-- RECORDED INFORMATION follows --

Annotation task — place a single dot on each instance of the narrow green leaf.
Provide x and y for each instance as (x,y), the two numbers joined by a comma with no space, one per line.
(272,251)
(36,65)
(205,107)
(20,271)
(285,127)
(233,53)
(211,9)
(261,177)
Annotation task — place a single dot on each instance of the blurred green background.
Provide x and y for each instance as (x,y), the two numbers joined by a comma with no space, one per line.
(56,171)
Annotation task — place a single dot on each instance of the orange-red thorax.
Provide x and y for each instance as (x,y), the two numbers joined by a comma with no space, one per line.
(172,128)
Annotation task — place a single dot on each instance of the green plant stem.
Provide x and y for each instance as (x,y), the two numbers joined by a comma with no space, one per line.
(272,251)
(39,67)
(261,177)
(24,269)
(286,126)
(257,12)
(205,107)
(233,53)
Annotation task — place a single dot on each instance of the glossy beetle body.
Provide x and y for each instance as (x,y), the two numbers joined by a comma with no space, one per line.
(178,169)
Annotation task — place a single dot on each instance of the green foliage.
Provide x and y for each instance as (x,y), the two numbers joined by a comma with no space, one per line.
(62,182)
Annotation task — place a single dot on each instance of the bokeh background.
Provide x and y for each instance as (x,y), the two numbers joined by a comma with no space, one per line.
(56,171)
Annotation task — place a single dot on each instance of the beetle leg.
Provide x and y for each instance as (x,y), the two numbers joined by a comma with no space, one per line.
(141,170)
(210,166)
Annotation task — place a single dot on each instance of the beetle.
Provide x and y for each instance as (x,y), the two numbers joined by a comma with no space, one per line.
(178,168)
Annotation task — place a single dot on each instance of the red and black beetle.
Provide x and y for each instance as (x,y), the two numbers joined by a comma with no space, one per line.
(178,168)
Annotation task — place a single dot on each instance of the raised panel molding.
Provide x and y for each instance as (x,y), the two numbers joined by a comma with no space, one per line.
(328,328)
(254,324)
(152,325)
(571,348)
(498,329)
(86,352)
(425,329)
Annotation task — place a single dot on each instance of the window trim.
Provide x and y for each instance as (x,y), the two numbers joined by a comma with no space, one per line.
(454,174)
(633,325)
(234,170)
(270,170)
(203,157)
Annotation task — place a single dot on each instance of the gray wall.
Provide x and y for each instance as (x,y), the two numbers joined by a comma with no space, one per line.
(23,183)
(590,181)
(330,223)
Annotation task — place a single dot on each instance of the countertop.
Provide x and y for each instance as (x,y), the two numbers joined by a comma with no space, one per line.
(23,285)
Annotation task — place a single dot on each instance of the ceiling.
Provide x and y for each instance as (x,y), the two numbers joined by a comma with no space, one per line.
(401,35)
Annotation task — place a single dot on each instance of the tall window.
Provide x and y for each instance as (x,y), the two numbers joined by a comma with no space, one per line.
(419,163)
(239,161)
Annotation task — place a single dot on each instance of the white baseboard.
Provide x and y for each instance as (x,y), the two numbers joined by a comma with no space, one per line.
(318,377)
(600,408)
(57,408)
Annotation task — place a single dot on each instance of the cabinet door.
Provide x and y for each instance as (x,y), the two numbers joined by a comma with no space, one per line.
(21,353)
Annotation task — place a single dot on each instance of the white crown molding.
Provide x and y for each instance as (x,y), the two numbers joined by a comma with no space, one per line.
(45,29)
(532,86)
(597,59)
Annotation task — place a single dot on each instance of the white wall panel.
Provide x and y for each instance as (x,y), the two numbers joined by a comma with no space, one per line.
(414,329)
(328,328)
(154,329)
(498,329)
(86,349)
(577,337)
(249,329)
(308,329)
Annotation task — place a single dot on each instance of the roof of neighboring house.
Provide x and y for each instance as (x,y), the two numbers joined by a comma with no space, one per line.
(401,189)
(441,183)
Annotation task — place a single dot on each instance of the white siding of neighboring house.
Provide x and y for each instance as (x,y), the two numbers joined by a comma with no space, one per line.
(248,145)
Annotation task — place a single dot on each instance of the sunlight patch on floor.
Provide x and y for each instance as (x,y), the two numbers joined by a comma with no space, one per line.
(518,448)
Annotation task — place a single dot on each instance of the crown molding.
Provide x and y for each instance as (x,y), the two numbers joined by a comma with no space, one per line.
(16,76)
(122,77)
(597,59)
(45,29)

-- RECORDED INFORMATION concluded --
-- RECORDED INFORMATION follows --

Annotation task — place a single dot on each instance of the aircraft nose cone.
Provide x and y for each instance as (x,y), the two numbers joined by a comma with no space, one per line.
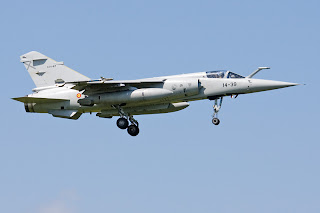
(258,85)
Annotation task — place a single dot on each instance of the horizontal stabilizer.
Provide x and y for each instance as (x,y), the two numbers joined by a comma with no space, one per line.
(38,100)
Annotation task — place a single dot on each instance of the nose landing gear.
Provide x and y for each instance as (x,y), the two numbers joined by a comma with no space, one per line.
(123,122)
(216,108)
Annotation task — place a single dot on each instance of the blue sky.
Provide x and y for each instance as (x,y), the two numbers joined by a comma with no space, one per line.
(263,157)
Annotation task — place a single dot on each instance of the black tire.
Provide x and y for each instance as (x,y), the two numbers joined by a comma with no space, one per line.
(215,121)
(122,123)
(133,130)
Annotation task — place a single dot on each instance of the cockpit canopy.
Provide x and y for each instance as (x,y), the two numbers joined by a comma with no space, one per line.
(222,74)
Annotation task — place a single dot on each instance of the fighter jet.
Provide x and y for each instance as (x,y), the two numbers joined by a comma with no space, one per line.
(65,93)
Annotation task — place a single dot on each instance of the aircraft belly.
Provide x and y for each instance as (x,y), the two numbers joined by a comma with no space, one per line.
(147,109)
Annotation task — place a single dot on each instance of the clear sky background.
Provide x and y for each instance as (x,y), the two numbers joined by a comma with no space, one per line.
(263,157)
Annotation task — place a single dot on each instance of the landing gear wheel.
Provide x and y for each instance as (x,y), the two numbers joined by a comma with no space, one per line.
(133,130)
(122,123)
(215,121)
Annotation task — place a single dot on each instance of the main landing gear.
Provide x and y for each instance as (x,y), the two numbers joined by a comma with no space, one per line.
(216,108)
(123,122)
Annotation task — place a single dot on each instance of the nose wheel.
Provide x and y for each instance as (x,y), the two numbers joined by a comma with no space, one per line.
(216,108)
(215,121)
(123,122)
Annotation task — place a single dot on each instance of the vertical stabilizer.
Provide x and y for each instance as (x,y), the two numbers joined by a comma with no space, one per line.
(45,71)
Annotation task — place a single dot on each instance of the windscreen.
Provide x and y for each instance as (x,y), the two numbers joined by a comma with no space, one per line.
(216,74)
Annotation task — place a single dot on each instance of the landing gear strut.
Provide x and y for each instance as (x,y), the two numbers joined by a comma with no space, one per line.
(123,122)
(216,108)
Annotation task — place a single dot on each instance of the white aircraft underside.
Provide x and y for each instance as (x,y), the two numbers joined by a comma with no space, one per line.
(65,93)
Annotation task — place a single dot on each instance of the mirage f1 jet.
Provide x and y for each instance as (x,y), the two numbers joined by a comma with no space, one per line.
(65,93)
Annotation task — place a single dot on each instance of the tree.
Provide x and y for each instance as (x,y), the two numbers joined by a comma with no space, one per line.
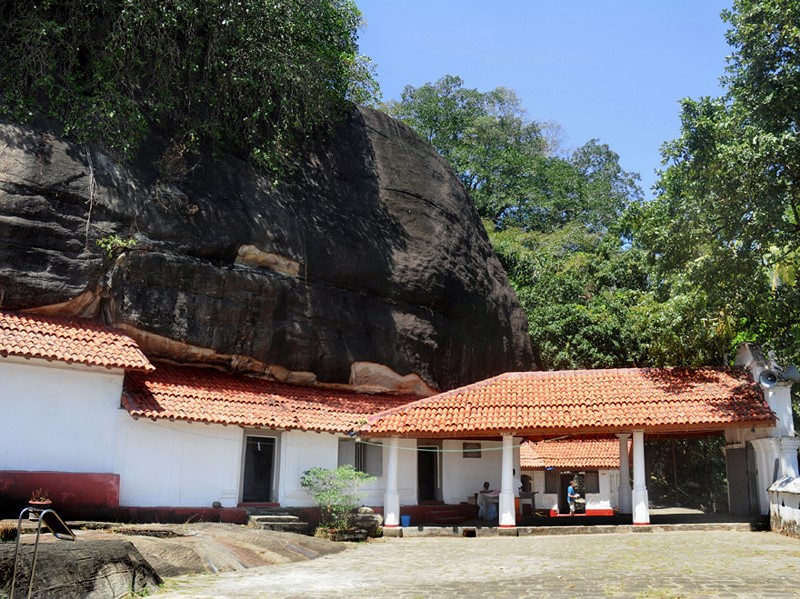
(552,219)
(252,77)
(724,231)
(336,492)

-- RECORDED INFORMATION concluded --
-- RECORDED INFORMATION follows --

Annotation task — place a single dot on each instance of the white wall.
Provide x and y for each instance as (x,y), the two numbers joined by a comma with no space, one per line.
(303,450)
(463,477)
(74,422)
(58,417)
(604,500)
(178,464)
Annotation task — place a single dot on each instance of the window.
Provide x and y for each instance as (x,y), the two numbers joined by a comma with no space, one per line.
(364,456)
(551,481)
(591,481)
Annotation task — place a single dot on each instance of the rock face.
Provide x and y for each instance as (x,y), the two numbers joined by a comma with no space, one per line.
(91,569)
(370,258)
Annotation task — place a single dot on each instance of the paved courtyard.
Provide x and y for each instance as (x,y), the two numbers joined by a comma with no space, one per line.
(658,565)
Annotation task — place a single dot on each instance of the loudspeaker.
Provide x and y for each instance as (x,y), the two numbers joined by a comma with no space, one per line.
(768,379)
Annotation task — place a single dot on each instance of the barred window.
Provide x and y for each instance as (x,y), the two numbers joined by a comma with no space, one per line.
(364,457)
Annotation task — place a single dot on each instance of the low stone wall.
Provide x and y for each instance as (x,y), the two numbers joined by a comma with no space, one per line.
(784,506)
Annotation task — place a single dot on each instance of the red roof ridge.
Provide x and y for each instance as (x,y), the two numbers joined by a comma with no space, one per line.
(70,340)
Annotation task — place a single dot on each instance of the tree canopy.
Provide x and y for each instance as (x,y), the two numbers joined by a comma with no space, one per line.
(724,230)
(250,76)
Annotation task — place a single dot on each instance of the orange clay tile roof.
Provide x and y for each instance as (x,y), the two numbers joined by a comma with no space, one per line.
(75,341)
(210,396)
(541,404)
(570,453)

-- RECORDED INFORMATION concluded --

# PROBLEM STATEMENT
Please state how many lines in the entries include the string "stabilizer", giving no more than the number.

# OUTPUT FOR THIS EXERCISE
2